**COMPLETE THE FOLLOWING**
• 1. Can you answer these questions about the forum thread on getting back together after a separation?
(a) For how long does Dewayne76 say he has had NC when he starts the thread?
(b) Where does tonynw say he is from?
(c) What does Dewayne76 say he finished, leaving him without much else to do?
• 2. Can you write out only the part of the stored records running from the line containing "Target: ear" down to the end of the records, requests included, with every coordinate in the answers shifted up by 72?

# Any R stories after separation?



## Dewayne76 (Sep 26, 2012)

Just curious as to how many people can vouch for stories of folks who have gotten back together after a separation / near divorce. I'm lonely, I've had NC for almost 24 hours and it's killing me. I need to do something. I finished my poem so I don't have much else to do. 

Thanks.


----------



## lee101981 (Sep 6, 2012)

I would like to know too....


----------



## tonynw (Nov 7, 2012)

easy brother. im tony from london. hang in there. if it is meant to be it WILL be. my marriage is finishing at the mo. its killing me. but its gotta be done.


----------



## lostinspaces (Oct 22, 2012)

I feel the same Dewayne. Part of me wants hope, but I don't see things getting better once I move so far away. I see what ties we still have slipping away forever and it is sad. 

The other part of me knows accepting this as inevitable will make it easier to heal (eventually I guess). I can't change her mind, only she can ... And the way my stbxw is, she has told too many people for her to go back on this, even if she one day decides she made a mistake.


----------



## Dewayne76 (Sep 26, 2012)

Well I don't believe in destiny, or "if it's meant to be..." 

we make our own destinys, if you will. I believe that with my heart. If it was "meant to be".... it wouldn't take work. Just my opinion.

Thank you for your reply, sincerely. 

I told my wife on the phone on the way back from another packing trip and told her to forget it. I don't need a woman that doesn't want to work on a marriage. I don't need a QUITTER!

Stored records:
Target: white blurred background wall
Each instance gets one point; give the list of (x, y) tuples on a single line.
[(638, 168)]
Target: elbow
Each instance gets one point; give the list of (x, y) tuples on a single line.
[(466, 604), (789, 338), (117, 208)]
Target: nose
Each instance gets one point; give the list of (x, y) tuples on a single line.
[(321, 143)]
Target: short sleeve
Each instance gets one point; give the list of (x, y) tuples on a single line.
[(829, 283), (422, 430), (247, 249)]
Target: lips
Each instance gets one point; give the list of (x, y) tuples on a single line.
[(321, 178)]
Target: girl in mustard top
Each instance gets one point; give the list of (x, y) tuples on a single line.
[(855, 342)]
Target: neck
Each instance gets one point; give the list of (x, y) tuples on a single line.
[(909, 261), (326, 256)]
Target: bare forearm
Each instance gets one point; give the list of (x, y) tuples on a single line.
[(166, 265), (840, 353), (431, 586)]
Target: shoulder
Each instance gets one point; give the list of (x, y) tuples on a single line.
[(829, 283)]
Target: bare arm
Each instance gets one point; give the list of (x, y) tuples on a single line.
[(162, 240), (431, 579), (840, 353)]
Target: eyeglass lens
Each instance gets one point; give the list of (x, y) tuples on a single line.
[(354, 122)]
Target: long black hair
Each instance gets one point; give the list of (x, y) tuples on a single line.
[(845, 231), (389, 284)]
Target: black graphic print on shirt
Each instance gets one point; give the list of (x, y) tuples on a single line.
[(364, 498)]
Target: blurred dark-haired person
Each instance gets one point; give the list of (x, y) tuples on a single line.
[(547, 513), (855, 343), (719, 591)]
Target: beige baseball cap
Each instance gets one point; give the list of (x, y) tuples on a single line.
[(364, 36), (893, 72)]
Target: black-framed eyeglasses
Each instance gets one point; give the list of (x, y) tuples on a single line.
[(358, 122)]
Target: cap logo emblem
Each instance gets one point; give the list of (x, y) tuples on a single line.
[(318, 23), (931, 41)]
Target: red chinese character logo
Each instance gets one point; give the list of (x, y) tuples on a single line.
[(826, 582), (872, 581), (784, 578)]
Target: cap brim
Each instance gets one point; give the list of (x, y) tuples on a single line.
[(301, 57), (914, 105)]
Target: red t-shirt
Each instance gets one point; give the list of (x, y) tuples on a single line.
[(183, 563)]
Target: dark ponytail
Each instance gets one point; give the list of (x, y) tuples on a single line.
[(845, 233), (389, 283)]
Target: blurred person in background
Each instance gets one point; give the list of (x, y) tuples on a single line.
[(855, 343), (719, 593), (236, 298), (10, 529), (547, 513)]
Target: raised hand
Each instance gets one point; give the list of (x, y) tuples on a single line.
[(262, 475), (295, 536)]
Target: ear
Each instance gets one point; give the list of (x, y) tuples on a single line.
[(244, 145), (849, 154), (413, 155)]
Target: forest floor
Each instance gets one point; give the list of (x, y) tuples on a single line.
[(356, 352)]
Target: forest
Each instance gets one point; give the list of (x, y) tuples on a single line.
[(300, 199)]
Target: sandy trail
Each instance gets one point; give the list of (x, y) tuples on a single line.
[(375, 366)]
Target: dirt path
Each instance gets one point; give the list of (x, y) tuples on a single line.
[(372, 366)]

**RESULTS BY TASK**
• 1.
(a) Almost 24 hours.
(b) London.
(c) His poem.

• 2.
Target: ear
Each instance gets one point; give the list of (x, y) tuples on a single line.
[(316, 217), (921, 226), (485, 227)]
Target: forest floor
Each instance gets one point; give the list of (x, y) tuples on a single line.
[(428, 424)]
Target: forest
Each instance gets one point; give the list of (x, y) tuples on a single line.
[(372, 271)]
Target: sandy trail
Each instance gets one point; give the list of (x, y) tuples on a single line.
[(447, 438)]
Target: dirt path
Each instance gets one point; give the list of (x, y) tuples on a single line.
[(444, 438)]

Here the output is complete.